SHORT EXERCISE = Reproduce the forum post on threading and CPU caches below, word for word, from "Spawning a single" to "Julia’s scheduler NUMA-aware?".

EXTRACT TO READ =
^^^^

FWIW, @spawning from within these threads should be fine, but running them within threaded code would need figuring out.

I don’t like the design*implementation combination, which is why I’m working on an alternative.
Spawning a single do-nothing task takes 70 microseconds on that computer. (results for 3 other computers: 40, 7, and 3.5 microseconds)

On recent x64 CPUs, the L3 cache is shared*, while the L1 and L2 cache are local.
Sometimes, e.g. on multi-socket systems or many Ryzen CPUs, the L3 is only shared between groups of cores, meaning we have clusters of cores that do not share cache at all. There should be no depth-first scheduling transferring work between them.
Is Julia’s scheduler NUMA-aware?

Also, on many CPUs, e.g. Skylake-X, the L3 cache is non-inclusive of the L1 or L2 cache, meaning it doesn’t readily contain copies of the same data to send to other cores. Importantly, it is also not that large: 1.375 MiB per core, vs the 1 MiB of private L2 cache per core.
They have a lot of cores, so the overall shared L3 size is still large, but being non-inclusive adds to the latency of accessing data from another core. I guess it doesn’t if you need to synchronize anyway (i.e., if the data was mutated).

These Skylake-X chips can fit 135_168 Float64 in their private L1 and L2 caches.
My Tiger Lake laptop’s L1 and L2 caches are even larger (Hwloc.jl provides the actual information):

julia> (VectorizationBase.cache_size(Val(1)) + VectorizationBase.cache_size(Val(2))) ÷ 8
169984

The local L1 and L2 caches can hold almost 170_000 Float64. To make their way to another CPU, they would have to migrate through the L3 cache.
These are fairly large problem sizes cores can work on on their own, without needing to dip into L3.
This means that a granular, breadth-first, threading approach will often maximize cache friendliness:

Let the inner, potentially-threaded, code ask: are other cores busy?
If they aren’t, get some speedup by using them.
If they are, minimize overhead and maximize cache locality by running single threaded.

I’ve generally found that such granular/breadth-first threading works better.
If you’re fitting a model with Markov Chain Monte Carlo (MCMC), focus on fitting chains in parallel first and foremost. Although, if the overhead were low-enough, this would be the ideal case for composable threading. I’d err on the side of preferring breadth-first over depth-first:. people often only want 4 or so chains, so divide up the available threads among these cores to give each an allotment of 4 or so that they can run on.

^^^^

RECORDED INFORMATION =
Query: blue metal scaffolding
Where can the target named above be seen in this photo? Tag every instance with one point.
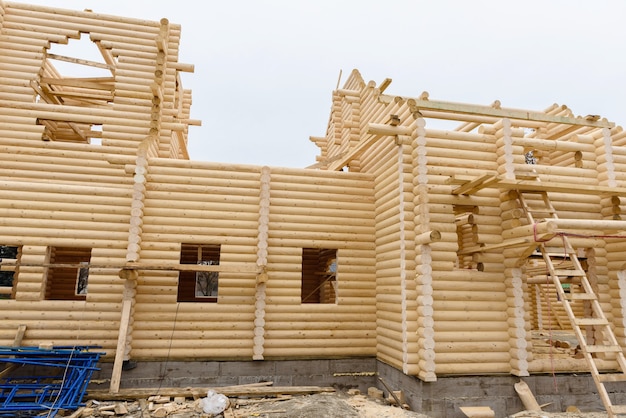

^^^^

TASK ANSWER =
Spawning a single do-nothing task takes 70 microseconds on that computer. (results for 3 other computers: 40, 7, and 3.5 microseconds)

On recent x64 CPUs, the L3 cache is shared*, while the L1 and L2 cache are local.
Sometimes, e.g. on multi-socket systems or many Ryzen CPUs, the L3 is only shared between groups of cores, meaning we have clusters of cores that do not share cache at all. There should be no depth-first scheduling transferring work between them.
Is Julia’s scheduler NUMA-aware?